• [Quoted passage]:
───

Monday, March 31, 2008

Chapter 1

Two years ago, if you were to tell me I would now be living in LA, I would laugh in your face. Then, I would retreat back to my college dorm of a Boston apartment and think to myself, “Yeah, I know I’ll eventually end up in LA.”

After a few months of living out here, I took a job in probably the exact opposite industry that I’m qualified for. I majored in film and theater and I took a job as an “admin assistant” for a guy who sells air conditioners.

I have “admin assistant” in quotations because I basically was a secretary for a guy who ran a start-up business out of his home as a manufacturer’s rep for probably the most boring industry in the world besides pink-soap-manufacturer-for-public-restrooms.

When I read the Craigslist ad, there was no indication that this would be a home office. However, when I had my interview in a Jack in the Box, I became a tad suspicious.

The second interview took place in his home office. It was located near an old folks’ home, which is the opposite of an elementary school which is the exact place a sex offender is not allowed to live. Hence, I deduced he was a sex offender.

However, I did not want access to proof, as I was happy I was actually getting some form of income. Therefore, I decided putting a butter knife in my bag was protection enough.

The Prologue

It’s almost midnight. My hair is a mess and I’m analyzing about how much of a pussy I’ve been for the past few months. As I sit, contemplating about where my life has taken me, I chug a bottle of Boone’s Farm Strawberry Daiquiri I bought for two dollars at CVS. This will be my dinner tonight.

The problem is that I don’t know whether I’m celebrating or commiserating. I’ve had an odd job for the past few months and I either quit the job after I was fired or I was fired after I quit.

That was the ambiguity of working for Susan Ellen (Don’t google her. I’ve changed her name because her father, even in death, is still a controversial mogul. And, no, her last name isn’t Plainview and not because Daniel Plainview is fictional, but because such eloquence of a Daniel Plainview cannot be present in Susan Ellen’s genes.)

I don’t really know how I feel about my sudden separation from Susan Ellen. I spent so much of my time bending over backward and then explaining to her what the phrase “bend over backward” actually means and I can’t believe it’s all over.

───

• [Dataset entries]:
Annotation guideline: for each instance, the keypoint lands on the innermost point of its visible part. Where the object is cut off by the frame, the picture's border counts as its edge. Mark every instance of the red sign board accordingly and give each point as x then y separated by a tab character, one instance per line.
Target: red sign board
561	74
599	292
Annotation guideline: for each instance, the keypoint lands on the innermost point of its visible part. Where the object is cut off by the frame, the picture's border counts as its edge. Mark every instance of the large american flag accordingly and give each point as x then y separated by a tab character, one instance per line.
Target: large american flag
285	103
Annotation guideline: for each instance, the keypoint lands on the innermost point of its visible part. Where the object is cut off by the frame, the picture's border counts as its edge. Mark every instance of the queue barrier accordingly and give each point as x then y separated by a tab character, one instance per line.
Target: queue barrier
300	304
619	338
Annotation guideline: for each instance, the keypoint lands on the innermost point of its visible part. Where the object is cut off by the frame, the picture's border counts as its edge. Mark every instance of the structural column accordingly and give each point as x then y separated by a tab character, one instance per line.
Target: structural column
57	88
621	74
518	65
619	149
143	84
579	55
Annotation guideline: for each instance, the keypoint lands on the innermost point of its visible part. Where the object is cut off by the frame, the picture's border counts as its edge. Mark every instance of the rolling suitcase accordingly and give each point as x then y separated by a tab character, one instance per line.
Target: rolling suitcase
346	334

───

• [Actions to take]:
1. Write out the stretch of the blog post from "However, I did" through "my dinner tonight.", word for word.
2. In the blog post, where did the first job interview take place?

• [Results for the exercise]:
1.
However, I did not want access to proof, as I was happy I was actually getting some form of income. Therefore, I decided putting a butter knife in my bag was protection enough.

The Prologue

It’s almost midnight. My hair is a mess and I’m analyzing about how much of a pussy I’ve been for the past few months. As I sit, contemplating about where my life has taken me, I chug a bottle of Boone’s Farm Strawberry Daiquiri I bought for two dollars at CVS. This will be my dinner tonight.

2. In a Jack in the Box.